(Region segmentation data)

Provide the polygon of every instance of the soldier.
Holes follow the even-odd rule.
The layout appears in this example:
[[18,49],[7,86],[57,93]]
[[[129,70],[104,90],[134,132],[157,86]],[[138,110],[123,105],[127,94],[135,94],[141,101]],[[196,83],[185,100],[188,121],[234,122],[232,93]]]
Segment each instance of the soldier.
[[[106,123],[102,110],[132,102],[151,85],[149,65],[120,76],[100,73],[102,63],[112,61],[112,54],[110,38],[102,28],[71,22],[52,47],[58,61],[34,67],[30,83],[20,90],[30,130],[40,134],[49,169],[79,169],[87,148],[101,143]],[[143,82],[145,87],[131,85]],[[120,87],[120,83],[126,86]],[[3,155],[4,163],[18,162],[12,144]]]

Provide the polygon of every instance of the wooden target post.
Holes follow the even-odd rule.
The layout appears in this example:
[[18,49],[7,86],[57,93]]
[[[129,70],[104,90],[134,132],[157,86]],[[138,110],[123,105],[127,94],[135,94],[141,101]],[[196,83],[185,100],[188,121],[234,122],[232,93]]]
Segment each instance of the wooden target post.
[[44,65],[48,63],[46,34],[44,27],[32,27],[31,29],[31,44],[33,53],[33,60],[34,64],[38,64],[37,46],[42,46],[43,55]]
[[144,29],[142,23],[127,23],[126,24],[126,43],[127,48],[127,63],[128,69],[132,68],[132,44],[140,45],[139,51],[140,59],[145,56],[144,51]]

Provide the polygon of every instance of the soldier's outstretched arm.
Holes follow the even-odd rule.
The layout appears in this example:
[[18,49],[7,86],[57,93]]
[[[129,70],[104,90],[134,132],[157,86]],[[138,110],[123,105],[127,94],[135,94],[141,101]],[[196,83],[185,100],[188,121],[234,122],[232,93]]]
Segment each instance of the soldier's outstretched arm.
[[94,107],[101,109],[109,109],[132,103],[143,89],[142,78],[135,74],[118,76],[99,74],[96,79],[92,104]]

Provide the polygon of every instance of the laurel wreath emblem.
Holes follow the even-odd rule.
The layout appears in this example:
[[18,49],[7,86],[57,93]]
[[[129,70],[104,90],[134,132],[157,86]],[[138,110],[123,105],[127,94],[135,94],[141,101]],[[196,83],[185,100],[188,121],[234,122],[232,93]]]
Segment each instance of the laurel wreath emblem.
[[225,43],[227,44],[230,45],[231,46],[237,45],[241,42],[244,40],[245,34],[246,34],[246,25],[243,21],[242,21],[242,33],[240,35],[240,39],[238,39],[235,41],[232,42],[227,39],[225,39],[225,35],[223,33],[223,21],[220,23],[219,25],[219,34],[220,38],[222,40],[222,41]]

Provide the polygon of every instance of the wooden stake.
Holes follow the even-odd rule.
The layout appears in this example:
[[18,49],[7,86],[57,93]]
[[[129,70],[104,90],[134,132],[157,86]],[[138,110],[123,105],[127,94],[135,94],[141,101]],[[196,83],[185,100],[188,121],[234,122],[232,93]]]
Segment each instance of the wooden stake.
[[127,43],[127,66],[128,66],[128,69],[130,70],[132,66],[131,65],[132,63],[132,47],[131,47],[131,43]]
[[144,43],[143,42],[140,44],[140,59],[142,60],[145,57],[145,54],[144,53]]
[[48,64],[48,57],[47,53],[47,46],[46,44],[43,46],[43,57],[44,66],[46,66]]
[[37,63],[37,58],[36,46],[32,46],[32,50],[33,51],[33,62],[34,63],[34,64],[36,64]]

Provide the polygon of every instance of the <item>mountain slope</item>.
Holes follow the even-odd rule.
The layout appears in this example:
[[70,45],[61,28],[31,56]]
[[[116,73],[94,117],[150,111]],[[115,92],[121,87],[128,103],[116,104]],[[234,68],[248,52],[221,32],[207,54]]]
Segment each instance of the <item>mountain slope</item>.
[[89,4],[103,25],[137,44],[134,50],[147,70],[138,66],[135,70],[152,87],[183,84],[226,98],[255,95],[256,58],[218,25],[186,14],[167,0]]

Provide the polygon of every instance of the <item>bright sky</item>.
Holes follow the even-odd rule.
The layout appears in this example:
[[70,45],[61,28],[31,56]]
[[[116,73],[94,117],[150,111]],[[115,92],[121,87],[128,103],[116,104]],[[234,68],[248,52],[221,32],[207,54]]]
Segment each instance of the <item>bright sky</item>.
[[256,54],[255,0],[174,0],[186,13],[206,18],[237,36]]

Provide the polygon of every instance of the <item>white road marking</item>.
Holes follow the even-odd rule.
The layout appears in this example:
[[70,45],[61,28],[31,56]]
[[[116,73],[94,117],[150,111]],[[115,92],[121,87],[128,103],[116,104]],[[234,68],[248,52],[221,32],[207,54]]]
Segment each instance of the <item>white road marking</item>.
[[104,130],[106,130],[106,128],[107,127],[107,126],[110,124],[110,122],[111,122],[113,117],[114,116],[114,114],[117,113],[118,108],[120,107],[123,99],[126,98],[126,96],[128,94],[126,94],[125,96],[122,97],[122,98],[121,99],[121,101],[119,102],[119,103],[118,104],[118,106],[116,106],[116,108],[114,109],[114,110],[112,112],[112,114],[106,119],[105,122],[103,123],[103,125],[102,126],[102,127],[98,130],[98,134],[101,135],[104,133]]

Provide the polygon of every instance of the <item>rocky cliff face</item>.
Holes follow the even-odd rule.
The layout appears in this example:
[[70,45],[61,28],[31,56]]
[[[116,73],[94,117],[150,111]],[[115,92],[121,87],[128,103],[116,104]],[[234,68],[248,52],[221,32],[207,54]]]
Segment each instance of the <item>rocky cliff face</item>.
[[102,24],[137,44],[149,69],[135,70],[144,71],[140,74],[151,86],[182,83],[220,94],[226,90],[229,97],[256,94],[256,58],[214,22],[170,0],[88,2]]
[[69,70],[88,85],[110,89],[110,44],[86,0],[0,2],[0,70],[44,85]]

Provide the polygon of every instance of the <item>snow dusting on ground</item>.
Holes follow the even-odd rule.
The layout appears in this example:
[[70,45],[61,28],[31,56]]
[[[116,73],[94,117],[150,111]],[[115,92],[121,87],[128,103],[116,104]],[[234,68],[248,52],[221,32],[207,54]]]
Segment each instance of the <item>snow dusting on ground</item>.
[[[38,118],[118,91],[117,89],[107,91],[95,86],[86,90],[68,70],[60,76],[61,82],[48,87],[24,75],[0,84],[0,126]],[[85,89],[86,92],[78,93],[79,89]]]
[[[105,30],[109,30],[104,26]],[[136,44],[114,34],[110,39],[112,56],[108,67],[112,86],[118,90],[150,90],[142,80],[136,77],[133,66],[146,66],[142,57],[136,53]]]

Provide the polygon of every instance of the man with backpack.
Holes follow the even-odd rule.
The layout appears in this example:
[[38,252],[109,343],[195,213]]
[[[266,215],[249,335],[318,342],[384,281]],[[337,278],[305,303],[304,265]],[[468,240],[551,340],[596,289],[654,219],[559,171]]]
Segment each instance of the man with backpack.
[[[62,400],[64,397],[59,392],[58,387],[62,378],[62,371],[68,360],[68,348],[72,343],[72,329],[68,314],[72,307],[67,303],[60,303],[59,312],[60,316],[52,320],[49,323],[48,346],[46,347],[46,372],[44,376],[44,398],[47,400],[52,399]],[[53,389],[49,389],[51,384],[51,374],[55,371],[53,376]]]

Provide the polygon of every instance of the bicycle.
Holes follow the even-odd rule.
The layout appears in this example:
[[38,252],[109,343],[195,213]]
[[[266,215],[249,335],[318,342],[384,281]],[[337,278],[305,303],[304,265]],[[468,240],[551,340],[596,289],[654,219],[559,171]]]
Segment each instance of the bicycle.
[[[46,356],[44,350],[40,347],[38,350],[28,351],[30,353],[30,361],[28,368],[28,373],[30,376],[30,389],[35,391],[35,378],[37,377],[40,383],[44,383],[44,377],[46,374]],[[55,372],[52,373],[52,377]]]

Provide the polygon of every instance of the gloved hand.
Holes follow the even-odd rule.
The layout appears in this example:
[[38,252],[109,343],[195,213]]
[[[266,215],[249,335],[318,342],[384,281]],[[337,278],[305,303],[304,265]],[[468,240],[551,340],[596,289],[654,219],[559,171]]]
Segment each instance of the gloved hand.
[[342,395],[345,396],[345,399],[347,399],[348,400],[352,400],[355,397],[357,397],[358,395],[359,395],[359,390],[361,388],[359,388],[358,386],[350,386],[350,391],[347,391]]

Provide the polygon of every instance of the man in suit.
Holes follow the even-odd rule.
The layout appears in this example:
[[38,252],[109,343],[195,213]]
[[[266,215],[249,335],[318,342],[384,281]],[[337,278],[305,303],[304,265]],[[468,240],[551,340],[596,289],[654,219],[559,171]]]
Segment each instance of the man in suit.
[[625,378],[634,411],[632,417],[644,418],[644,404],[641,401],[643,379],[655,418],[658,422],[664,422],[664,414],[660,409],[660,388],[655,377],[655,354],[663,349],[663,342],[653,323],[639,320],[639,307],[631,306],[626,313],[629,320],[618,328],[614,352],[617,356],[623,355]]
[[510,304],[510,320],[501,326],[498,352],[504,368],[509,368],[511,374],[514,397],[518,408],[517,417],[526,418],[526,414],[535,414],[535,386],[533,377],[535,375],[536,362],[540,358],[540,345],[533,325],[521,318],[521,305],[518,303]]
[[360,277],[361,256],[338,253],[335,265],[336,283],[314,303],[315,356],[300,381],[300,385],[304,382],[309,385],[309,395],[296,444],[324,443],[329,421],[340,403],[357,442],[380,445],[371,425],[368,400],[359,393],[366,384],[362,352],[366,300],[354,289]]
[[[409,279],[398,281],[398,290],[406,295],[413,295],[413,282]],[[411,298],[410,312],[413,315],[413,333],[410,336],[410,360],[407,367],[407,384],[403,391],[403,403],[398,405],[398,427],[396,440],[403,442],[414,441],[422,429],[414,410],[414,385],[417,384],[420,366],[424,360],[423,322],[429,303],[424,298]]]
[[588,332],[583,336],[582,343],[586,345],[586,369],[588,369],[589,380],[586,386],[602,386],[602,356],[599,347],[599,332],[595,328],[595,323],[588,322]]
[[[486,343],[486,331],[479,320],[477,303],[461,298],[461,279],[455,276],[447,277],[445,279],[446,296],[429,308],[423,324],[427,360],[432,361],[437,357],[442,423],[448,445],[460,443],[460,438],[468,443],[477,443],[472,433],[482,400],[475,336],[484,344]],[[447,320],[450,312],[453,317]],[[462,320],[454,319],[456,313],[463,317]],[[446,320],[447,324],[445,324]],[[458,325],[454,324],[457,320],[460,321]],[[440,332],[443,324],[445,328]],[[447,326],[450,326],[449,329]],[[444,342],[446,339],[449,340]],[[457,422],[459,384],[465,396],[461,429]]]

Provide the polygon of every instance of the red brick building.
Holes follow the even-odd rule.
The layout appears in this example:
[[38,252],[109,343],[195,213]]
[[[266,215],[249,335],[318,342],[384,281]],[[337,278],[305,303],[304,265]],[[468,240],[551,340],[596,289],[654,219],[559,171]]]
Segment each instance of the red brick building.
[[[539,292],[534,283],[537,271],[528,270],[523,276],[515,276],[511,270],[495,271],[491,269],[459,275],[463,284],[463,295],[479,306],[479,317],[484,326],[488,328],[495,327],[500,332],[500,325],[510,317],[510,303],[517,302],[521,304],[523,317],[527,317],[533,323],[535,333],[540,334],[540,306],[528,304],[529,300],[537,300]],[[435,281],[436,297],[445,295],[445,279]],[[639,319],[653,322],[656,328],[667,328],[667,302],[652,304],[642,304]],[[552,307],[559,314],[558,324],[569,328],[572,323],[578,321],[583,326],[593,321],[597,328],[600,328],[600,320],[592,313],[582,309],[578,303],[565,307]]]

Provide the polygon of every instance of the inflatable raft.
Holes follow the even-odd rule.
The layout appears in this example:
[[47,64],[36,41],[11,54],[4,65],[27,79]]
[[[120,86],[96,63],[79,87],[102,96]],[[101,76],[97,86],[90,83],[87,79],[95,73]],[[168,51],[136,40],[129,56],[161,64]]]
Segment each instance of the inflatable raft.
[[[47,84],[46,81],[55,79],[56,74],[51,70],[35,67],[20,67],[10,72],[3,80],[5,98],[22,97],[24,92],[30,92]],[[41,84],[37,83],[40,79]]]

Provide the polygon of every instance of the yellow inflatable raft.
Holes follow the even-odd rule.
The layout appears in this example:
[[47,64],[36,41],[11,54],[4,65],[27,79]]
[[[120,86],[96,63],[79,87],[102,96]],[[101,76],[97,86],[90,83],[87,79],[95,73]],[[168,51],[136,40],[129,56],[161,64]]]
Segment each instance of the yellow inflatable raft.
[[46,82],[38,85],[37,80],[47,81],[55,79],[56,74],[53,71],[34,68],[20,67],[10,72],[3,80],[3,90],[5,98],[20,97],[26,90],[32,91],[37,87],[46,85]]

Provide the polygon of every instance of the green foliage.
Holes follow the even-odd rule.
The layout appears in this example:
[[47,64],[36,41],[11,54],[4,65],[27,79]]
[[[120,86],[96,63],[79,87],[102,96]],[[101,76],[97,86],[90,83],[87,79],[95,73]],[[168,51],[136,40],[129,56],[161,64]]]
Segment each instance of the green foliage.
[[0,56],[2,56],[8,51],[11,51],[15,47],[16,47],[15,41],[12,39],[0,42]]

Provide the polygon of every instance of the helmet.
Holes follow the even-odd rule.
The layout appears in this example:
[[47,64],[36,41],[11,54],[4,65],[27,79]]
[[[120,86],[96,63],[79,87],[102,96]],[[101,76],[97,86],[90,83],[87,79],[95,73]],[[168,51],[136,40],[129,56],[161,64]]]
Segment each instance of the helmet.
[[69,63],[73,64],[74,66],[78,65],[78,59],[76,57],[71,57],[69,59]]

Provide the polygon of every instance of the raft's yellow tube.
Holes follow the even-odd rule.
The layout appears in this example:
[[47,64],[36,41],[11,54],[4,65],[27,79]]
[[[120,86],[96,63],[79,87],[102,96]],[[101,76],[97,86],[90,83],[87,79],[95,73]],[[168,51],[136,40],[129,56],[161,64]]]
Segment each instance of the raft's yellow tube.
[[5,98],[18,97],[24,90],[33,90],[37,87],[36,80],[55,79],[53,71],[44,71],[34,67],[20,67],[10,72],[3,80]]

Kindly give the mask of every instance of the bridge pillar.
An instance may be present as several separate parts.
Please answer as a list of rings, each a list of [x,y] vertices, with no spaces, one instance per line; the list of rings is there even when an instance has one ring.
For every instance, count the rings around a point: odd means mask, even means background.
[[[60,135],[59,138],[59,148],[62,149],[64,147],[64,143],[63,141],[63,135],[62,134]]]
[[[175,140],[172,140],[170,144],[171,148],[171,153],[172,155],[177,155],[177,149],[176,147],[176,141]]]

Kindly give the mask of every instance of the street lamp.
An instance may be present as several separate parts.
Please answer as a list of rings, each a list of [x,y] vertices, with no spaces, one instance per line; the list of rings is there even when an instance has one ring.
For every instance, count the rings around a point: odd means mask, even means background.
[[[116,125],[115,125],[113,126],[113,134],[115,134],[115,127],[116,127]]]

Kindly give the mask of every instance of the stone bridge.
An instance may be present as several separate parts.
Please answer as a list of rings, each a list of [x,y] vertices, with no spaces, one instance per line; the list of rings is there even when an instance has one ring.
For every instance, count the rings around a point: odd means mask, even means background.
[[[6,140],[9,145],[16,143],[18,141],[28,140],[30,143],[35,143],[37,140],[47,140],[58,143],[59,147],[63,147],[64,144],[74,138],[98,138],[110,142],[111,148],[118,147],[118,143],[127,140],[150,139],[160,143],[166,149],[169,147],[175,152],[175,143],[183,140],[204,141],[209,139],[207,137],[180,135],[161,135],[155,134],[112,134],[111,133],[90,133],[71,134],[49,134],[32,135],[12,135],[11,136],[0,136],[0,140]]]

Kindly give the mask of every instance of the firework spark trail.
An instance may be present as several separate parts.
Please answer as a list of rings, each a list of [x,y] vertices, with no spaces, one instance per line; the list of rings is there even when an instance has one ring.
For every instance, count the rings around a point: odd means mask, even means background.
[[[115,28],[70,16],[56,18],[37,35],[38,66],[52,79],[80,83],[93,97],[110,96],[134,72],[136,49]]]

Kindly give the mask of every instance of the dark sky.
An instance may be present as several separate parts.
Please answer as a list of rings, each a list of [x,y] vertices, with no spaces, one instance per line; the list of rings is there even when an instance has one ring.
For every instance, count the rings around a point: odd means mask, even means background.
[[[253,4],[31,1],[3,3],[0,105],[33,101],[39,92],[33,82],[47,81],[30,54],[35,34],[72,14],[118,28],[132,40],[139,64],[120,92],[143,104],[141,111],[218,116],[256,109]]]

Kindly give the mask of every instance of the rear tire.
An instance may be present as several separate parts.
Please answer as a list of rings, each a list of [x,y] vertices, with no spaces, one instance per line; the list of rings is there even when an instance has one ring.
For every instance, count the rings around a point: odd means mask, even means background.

:: Exercise requirements ::
Repeat word for word the lines above, beginning with the line containing "Provide the polygon of every instance of the man in" and continuing through the line containing "Segment each instance of the man in suit.", both included.

:: Result below ::
Provide the polygon of every instance of the man in suit.
Holes follow the even-odd rule.
The layout appears in this example:
[[38,252],[109,343],[195,213]]
[[[266,215],[249,335],[318,342],[384,281]],[[337,278],[305,303],[304,265]],[[468,240],[551,340],[596,289],[654,219],[559,171]]]
Segment each instance of the man in suit.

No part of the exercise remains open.